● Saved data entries
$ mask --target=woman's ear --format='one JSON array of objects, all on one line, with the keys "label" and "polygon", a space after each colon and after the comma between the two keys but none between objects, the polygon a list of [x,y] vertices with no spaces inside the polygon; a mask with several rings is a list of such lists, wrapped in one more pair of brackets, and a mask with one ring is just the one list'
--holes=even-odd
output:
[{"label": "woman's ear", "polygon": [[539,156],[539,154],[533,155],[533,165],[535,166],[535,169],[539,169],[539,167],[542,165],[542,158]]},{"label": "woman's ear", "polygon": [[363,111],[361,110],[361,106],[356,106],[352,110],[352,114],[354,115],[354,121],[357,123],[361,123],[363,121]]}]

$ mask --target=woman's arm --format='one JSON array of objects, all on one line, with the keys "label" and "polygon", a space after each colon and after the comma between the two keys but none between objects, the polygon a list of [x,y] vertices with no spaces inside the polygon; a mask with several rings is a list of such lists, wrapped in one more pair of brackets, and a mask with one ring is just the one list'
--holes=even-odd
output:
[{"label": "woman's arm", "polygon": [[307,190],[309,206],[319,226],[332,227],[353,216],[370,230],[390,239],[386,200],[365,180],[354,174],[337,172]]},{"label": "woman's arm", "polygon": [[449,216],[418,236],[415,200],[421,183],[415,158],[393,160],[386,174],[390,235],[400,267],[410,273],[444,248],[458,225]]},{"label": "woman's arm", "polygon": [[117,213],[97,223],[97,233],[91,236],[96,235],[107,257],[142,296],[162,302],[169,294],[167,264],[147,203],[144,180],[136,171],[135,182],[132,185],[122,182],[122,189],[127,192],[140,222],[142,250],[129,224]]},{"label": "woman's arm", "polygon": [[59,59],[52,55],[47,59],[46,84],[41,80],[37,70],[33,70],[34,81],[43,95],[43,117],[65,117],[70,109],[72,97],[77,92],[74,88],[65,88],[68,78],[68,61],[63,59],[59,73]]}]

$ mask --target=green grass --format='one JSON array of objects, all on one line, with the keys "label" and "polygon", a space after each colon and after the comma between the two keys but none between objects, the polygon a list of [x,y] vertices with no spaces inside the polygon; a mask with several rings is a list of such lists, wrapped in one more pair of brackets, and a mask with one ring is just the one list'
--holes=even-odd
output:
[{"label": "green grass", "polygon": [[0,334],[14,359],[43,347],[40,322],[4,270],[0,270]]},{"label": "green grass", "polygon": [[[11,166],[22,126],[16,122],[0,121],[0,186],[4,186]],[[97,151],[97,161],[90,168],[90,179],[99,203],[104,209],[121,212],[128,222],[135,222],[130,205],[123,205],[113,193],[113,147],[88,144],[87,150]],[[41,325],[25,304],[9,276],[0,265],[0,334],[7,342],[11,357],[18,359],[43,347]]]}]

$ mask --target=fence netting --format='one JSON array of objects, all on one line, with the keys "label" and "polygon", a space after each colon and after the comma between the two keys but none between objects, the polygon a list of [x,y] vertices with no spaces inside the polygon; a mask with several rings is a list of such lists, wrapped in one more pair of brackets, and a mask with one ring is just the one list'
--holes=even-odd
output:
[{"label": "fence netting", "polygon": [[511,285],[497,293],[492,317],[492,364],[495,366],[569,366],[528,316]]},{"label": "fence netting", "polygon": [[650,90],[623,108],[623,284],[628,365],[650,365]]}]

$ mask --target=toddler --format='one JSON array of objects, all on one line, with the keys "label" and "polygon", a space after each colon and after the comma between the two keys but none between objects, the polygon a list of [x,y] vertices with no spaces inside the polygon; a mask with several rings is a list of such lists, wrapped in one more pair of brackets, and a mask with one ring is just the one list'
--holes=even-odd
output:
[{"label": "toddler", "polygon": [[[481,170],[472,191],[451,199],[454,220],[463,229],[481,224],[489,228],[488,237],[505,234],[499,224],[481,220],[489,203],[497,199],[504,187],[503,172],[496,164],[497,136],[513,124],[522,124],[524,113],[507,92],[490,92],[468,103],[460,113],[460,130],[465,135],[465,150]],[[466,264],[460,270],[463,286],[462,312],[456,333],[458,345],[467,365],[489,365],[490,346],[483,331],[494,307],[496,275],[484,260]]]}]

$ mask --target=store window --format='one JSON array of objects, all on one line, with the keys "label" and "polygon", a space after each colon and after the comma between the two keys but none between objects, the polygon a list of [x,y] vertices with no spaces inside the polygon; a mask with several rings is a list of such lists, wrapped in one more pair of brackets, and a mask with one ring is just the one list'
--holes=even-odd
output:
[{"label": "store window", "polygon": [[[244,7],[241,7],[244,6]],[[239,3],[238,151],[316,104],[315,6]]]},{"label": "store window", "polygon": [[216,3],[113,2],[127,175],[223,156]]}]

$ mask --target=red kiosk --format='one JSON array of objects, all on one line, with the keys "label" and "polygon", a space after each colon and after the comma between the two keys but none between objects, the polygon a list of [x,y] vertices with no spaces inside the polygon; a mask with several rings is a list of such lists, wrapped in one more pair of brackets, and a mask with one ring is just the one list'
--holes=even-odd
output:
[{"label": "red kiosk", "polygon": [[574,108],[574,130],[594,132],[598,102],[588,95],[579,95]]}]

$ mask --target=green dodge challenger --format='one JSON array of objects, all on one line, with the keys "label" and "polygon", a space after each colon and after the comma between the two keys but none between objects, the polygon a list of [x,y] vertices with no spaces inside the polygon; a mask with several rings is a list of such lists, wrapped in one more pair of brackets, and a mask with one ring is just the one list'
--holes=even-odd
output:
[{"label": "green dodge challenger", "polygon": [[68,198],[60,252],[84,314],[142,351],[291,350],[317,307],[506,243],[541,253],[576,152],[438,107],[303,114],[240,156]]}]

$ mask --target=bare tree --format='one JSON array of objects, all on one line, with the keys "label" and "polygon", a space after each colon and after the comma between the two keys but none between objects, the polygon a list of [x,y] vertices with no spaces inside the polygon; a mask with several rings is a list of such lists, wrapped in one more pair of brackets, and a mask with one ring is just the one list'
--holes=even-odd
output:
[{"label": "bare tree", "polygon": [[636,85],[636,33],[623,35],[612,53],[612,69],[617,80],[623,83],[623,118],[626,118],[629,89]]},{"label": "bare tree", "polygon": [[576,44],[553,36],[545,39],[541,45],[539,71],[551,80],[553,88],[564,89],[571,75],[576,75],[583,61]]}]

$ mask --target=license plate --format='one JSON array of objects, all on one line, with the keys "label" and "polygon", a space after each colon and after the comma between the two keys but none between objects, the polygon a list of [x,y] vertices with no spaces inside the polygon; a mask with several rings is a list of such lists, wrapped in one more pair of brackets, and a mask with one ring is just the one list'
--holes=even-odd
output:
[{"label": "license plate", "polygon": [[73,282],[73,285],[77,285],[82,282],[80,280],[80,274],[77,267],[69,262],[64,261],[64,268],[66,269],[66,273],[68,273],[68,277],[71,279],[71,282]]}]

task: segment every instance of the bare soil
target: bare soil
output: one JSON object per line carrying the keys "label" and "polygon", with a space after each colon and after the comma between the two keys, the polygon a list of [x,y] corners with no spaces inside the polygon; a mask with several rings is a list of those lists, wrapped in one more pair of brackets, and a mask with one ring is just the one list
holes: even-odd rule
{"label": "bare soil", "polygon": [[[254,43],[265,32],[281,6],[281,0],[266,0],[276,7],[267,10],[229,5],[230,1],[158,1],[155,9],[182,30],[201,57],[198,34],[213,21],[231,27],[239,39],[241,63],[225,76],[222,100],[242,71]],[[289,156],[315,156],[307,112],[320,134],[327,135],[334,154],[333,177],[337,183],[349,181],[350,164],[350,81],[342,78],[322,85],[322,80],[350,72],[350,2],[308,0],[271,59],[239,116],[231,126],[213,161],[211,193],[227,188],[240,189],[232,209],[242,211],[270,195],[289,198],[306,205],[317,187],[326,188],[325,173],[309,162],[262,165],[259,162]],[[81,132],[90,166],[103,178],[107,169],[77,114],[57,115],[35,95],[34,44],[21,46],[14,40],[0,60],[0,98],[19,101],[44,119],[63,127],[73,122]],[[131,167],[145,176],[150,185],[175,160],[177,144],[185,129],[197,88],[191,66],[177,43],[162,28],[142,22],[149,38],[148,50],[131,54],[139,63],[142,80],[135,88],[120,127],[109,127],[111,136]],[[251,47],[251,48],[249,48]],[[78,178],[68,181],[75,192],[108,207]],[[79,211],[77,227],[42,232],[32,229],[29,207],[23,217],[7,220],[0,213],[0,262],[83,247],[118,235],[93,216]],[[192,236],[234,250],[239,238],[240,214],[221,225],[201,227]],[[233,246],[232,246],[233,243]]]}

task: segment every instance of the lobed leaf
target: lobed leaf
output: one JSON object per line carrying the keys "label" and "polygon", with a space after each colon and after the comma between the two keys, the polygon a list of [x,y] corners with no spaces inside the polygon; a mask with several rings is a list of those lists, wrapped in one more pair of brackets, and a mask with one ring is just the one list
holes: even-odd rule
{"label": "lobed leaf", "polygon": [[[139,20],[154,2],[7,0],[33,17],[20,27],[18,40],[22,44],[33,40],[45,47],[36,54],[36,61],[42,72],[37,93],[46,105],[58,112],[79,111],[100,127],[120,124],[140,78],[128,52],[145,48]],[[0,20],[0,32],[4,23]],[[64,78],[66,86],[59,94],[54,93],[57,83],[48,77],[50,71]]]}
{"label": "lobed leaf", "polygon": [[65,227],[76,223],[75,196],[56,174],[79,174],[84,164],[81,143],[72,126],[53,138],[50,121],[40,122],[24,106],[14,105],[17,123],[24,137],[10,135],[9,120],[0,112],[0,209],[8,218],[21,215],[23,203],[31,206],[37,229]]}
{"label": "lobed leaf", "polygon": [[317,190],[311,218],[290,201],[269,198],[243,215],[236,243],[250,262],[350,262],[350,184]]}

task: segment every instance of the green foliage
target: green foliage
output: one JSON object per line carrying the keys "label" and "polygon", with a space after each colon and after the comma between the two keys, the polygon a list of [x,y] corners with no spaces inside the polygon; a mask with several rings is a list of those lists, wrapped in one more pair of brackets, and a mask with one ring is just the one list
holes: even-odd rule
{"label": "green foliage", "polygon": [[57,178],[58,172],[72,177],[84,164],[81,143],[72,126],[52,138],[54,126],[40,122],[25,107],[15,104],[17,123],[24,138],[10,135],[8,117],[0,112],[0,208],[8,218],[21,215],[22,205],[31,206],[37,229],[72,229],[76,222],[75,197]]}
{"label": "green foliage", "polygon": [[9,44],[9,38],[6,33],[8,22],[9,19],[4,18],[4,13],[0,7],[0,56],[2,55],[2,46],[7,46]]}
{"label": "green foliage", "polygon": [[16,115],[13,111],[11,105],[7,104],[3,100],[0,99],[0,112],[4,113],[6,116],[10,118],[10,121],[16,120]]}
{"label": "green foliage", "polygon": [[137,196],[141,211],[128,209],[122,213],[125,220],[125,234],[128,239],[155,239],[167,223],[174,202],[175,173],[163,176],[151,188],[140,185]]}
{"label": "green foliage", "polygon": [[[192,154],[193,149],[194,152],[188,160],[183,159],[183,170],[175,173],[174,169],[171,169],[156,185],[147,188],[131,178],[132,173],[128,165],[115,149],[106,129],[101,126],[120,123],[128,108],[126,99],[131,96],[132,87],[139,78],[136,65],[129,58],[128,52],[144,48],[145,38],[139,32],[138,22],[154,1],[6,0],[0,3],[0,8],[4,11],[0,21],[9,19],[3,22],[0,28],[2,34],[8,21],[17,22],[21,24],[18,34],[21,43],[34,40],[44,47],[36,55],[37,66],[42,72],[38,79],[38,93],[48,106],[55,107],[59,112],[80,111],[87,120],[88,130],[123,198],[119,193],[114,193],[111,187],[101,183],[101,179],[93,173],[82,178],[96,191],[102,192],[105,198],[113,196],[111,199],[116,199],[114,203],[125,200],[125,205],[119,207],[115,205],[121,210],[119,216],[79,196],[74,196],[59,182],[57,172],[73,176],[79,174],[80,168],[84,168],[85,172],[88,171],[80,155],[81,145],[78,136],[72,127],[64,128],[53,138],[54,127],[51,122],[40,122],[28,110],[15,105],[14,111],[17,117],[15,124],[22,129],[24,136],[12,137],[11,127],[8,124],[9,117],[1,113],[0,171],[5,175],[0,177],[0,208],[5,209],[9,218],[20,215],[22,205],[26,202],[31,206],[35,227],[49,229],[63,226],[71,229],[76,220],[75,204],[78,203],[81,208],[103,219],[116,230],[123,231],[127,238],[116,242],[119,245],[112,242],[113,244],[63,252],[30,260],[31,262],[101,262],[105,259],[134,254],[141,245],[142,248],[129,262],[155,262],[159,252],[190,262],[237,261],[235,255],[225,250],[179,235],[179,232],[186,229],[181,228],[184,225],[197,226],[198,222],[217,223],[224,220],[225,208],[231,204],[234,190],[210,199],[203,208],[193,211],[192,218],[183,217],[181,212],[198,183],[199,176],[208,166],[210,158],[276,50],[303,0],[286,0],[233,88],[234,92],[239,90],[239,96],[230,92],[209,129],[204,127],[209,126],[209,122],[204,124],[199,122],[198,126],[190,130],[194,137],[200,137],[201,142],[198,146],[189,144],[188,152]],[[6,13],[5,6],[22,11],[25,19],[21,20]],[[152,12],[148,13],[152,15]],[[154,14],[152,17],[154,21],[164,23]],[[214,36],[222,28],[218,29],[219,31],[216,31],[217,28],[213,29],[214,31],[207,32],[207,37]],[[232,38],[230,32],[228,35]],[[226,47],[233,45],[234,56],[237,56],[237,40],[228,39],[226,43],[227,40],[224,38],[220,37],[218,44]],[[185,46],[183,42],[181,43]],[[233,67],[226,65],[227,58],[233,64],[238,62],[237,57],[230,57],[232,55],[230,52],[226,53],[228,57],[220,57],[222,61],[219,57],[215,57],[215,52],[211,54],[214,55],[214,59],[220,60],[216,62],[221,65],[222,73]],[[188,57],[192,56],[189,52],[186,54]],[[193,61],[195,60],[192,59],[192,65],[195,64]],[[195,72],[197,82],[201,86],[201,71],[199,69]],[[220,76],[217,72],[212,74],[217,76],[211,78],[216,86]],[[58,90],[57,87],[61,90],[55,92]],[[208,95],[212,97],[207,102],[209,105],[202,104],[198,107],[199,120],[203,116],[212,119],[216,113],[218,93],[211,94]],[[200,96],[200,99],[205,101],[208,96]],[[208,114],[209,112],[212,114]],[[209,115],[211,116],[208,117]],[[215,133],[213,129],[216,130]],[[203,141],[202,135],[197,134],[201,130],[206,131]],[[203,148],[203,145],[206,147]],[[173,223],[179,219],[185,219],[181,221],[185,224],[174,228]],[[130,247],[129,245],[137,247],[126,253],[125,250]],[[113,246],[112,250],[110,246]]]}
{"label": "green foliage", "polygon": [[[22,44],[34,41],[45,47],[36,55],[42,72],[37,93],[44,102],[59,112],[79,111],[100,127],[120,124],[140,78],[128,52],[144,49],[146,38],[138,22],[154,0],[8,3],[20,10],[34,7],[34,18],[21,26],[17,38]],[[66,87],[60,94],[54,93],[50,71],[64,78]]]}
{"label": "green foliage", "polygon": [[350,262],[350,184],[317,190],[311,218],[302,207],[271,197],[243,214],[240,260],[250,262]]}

● Your objective
Go through the records and copy each line with "instance" in it.

● Solved exercise
task: segment every instance of the bare soil
task: segment every instance of the lobed leaf
task: segment every instance of the green foliage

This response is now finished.